▸ **Task**
Render the data below as a Markdown table with two columns, Row and Data line. Number each row and leave out any blank lines.

▸ **Exercise material**
<<<<

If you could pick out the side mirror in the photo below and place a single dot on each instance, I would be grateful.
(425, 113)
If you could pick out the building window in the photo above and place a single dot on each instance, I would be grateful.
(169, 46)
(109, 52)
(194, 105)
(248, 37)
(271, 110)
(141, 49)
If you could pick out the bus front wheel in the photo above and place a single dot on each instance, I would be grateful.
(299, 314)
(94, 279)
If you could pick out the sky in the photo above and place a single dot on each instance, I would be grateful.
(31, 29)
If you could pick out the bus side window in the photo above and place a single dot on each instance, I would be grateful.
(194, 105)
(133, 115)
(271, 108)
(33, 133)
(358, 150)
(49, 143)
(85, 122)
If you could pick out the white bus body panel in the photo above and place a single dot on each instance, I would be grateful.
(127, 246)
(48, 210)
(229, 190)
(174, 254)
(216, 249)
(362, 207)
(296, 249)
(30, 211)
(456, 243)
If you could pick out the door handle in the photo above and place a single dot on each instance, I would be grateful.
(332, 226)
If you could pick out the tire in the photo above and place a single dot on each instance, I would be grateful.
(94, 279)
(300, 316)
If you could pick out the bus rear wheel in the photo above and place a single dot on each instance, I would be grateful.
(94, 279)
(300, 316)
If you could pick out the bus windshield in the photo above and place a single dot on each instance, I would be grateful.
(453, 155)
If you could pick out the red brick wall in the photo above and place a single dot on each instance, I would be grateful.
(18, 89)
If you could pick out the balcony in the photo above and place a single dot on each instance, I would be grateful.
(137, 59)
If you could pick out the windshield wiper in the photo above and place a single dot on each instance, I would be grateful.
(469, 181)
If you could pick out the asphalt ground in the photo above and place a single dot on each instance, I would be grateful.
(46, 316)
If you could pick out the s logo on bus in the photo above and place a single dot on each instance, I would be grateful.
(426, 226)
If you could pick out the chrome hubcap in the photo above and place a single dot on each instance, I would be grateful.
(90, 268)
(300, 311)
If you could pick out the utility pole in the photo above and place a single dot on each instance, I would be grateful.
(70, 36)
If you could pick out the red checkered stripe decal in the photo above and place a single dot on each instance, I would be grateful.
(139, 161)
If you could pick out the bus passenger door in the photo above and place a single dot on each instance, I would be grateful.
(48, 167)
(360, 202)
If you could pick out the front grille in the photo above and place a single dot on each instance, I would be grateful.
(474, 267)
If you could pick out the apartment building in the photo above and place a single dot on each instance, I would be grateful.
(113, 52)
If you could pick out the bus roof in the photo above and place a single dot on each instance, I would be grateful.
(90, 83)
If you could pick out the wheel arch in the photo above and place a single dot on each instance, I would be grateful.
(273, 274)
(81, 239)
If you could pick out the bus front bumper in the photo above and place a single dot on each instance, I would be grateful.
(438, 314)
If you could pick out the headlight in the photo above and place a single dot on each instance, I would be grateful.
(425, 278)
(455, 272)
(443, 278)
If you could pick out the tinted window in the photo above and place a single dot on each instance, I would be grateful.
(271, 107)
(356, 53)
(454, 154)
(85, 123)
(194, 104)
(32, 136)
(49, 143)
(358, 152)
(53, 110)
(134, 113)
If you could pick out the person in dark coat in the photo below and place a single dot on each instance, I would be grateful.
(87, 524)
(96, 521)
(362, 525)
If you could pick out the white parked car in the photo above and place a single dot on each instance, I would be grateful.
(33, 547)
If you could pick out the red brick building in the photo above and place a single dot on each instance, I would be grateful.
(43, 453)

>>>>

▸ **Completed exercise**
| Row | Data line |
|---|---|
| 1 | If you could pick out the side mirror in the photo below and place a single dot on each instance, I would be grateful. |
| 2 | (425, 113) |
| 3 | If you could pick out the building window in the photo above and place a single dot on each instance, I would be grateful. |
| 4 | (169, 46) |
| 5 | (109, 52) |
| 6 | (194, 105) |
| 7 | (248, 37) |
| 8 | (271, 110) |
| 9 | (141, 49) |
| 10 | If you could pick out the bus front wheel in the photo above and place a single dot on each instance, I would be grateful. |
| 11 | (299, 314) |
| 12 | (94, 279) |
| 13 | If you could pick out the sky in the photo above and place a single dot on each instance, I would be grateful. |
| 14 | (31, 29) |
| 15 | If you could pick out the bus side window in the photo above and place a single dot on each instance, I would be grateful. |
| 16 | (194, 105) |
| 17 | (133, 115) |
| 18 | (271, 108) |
| 19 | (33, 133) |
| 20 | (358, 150) |
| 21 | (49, 143) |
| 22 | (85, 122) |
| 23 | If you could pick out the white bus body panel in the photo above and place a single dot on each instance, I would be grateful. |
| 24 | (127, 246) |
| 25 | (48, 210) |
| 26 | (229, 190) |
| 27 | (174, 254) |
| 28 | (216, 249) |
| 29 | (362, 207) |
| 30 | (296, 249) |
| 31 | (30, 211) |
| 32 | (456, 243) |
| 33 | If you could pick out the door handle in the photo above and place a single dot on each instance, I would be grateful. |
| 34 | (332, 226) |
| 35 | If you could pick out the tire in the photo above and place a single dot on each instance, I would be grateful. |
| 36 | (94, 279) |
| 37 | (300, 316) |
| 38 | If you could pick out the bus rear wheel in the photo above and place a single dot on each instance, I would be grateful. |
| 39 | (94, 279) |
| 40 | (300, 316) |
| 41 | If you could pick out the bus windshield in the photo above and place a single dot on each instance, I would be grateful. |
| 42 | (453, 155) |
| 43 | If you could pick out the red brick wall in the photo above and place a single dot on each instance, I would be grateful. |
| 44 | (18, 89) |
| 45 | If you could pick out the balcony in the photo above and place a single dot on each instance, I would be grateful. |
| 46 | (137, 59) |
| 47 | If you could pick out the windshield wiper in the photo above and place a single dot on each instance, I would be grateful. |
| 48 | (469, 181) |
| 49 | If you could pick out the asphalt ground in the photo above and place a single dot on each instance, I would be grateful. |
| 50 | (46, 316) |
| 51 | If you could pick out the s logo on bus in the photo above and place a single dot on each instance, I would be grateful. |
| 52 | (426, 226) |
| 53 | If you could pick out the chrome hubcap in the photo above and place a single dot on each instance, I would be grateful. |
| 54 | (90, 268) |
| 55 | (300, 311) |
| 56 | If you could pick out the utility pole in the photo above and place a single dot on each instance, I would be grateful. |
| 57 | (70, 36) |
| 58 | If you could pick out the red checkered stripe decal in the photo above and place a single dot on each instance, I would be grateful. |
| 59 | (139, 161) |
| 60 | If you could pick out the bus passenger door in the photo above and place a single dot on each instance, I would be grateful. |
| 61 | (48, 167) |
| 62 | (360, 202) |
| 63 | If you could pick out the front grille in the photo above and place a single dot on each instance, I would be grateful. |
| 64 | (474, 267) |
| 65 | If you could pick out the apartment building in the photo above and place a single dot on each instance, I would be grateful. |
| 66 | (113, 52) |
| 67 | If you could pick out the bus roof in the photo above and place a single dot on each instance, I would be grateful. |
| 68 | (90, 83) |
| 69 | If you could pick out the wheel arch in the photo above and place a single dot on each instance, I would be grateful. |
| 70 | (273, 274) |
| 71 | (81, 239) |
| 72 | If you could pick out the bus front bumper in the photo above and place a single dot on each instance, I would be grateful. |
| 73 | (438, 314) |
| 74 | If you could pick out the headlight in the photo above and place a single dot on each instance, I would be grateful. |
| 75 | (425, 278) |
| 76 | (455, 272) |
| 77 | (443, 278) |
| 78 | If you could pick out the tinted window in the photo above and place a single dot on each instance, I would be grateful. |
| 79 | (271, 107) |
| 80 | (356, 53) |
| 81 | (454, 154) |
| 82 | (85, 123) |
| 83 | (194, 104) |
| 84 | (32, 136) |
| 85 | (49, 143) |
| 86 | (358, 152) |
| 87 | (53, 110) |
| 88 | (134, 113) |
| 89 | If you could pick out the person in dark coat in the photo below and place a single dot on each instance, I would be grateful. |
| 90 | (87, 524) |
| 91 | (96, 521) |
| 92 | (362, 525) |
| 93 | If you could pick out the white parked car in the photo above and place a single dot on each instance, I would be grateful. |
| 94 | (33, 547) |
| 95 | If you could pick out the red brick building in the photo above and place a single dot on each instance, I would be grateful. |
| 96 | (43, 453) |